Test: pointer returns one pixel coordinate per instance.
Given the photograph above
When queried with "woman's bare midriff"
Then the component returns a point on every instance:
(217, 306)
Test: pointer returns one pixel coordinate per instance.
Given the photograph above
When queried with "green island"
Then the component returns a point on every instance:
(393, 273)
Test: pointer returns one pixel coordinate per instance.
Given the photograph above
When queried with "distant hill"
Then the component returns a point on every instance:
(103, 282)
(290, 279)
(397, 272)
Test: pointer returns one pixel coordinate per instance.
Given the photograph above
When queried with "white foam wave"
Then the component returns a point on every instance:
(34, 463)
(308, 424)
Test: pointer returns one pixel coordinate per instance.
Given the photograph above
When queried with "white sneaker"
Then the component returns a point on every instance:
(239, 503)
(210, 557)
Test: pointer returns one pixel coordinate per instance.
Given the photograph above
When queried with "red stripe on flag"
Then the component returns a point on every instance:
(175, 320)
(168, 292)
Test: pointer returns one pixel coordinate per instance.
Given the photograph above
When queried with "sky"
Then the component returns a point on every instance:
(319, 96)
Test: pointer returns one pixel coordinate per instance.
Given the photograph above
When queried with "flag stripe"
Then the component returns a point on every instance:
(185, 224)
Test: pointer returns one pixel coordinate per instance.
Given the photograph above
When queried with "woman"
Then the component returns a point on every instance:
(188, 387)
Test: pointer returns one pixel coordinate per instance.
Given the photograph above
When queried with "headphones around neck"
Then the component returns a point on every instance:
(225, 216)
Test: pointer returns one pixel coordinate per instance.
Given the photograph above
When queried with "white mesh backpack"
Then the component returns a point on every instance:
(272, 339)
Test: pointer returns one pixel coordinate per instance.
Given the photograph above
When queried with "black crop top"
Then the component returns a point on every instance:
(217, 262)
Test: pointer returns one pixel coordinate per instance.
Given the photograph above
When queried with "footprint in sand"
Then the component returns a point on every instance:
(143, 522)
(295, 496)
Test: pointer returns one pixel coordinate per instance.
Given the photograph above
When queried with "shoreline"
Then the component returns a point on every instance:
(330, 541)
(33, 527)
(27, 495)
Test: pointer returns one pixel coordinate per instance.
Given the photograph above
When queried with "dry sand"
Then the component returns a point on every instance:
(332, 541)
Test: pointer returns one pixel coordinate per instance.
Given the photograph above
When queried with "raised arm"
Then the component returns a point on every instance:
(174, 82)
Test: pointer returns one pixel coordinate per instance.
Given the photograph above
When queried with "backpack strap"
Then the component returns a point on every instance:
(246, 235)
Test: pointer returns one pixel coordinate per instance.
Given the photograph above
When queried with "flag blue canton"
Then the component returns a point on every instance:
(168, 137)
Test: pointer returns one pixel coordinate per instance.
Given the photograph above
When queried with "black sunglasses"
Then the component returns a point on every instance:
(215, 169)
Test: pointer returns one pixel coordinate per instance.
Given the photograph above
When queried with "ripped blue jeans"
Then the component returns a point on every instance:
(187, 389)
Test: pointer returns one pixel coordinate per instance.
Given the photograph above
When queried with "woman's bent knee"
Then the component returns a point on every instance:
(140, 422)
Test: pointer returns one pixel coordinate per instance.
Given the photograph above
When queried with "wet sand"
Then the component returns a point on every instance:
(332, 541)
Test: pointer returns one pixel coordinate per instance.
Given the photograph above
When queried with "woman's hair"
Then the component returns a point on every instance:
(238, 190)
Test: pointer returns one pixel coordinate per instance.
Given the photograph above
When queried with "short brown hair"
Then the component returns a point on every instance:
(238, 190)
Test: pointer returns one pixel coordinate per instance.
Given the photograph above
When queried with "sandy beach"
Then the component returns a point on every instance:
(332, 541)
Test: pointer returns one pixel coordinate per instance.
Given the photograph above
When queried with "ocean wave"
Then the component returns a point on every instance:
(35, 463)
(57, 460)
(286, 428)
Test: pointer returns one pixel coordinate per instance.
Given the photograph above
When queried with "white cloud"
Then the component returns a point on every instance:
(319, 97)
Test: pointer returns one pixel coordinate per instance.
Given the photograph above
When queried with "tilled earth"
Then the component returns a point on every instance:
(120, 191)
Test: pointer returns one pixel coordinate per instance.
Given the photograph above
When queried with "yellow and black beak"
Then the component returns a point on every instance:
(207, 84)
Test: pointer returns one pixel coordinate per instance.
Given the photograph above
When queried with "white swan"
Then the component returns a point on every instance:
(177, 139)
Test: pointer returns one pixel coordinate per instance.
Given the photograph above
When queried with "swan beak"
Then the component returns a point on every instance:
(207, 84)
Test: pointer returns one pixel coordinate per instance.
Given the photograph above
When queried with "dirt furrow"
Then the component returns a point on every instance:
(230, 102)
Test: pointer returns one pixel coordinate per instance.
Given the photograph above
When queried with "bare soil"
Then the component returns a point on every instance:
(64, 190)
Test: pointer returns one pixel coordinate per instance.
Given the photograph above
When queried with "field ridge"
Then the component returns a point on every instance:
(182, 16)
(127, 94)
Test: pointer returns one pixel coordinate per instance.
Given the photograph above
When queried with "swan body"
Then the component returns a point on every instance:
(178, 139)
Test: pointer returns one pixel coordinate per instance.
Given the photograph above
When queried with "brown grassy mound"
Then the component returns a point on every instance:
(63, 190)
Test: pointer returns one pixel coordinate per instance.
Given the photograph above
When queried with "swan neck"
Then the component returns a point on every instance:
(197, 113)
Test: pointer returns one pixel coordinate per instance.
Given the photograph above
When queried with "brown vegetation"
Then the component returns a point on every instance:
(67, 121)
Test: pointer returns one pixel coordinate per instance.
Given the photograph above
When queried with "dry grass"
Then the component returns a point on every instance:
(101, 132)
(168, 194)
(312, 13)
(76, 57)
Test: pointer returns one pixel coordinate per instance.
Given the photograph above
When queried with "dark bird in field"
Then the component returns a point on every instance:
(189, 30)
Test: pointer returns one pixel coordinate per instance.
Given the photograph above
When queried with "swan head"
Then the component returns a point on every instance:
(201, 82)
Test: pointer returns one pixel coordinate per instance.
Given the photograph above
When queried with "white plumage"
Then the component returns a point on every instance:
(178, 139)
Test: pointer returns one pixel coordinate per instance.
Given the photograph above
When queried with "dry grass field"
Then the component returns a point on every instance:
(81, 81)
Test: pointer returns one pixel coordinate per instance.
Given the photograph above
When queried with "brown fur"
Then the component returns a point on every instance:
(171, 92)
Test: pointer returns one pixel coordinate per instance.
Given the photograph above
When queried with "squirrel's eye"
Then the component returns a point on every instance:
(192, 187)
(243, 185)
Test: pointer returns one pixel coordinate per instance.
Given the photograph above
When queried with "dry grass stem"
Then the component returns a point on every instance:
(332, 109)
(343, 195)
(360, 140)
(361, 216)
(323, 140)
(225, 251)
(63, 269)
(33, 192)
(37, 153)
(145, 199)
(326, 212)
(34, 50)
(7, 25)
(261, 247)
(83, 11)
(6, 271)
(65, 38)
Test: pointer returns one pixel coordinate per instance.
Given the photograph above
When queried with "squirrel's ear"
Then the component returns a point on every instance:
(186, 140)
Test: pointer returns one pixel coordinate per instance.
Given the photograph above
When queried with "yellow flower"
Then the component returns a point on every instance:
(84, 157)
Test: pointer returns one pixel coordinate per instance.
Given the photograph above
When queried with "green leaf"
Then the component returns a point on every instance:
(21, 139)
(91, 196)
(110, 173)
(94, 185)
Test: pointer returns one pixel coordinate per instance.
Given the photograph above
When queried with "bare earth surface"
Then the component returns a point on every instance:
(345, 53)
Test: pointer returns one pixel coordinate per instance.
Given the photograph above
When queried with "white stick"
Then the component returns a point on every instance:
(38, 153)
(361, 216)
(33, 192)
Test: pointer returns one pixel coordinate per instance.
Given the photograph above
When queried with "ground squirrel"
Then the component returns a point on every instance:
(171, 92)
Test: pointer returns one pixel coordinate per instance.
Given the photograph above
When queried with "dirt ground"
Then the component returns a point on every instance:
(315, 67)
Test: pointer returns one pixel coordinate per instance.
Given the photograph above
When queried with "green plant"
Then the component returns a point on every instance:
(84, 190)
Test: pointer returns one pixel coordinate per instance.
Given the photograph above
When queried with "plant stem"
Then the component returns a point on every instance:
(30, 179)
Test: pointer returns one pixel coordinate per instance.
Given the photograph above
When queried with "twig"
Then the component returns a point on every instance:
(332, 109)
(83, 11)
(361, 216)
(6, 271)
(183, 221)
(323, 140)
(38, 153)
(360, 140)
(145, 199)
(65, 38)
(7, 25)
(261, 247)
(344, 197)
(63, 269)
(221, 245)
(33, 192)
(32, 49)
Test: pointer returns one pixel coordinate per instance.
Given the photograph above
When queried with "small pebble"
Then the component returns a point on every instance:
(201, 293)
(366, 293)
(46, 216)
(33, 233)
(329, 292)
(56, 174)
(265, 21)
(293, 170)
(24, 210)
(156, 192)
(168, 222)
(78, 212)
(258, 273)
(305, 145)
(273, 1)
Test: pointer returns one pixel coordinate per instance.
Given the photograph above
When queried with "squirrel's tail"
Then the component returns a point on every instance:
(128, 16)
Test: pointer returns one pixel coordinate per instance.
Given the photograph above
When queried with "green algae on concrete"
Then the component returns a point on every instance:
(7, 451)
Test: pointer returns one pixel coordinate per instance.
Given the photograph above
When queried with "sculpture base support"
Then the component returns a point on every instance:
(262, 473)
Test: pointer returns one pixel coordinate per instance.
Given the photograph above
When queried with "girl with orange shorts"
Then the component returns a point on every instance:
═══
**WHAT THE TASK ASKS:**
Find every line in the items above that contains the string "earth" and copy each such line. Case counts.

**EXPECTED ANSWER:**
When queried with "tilled earth"
When queried with "bare earth surface"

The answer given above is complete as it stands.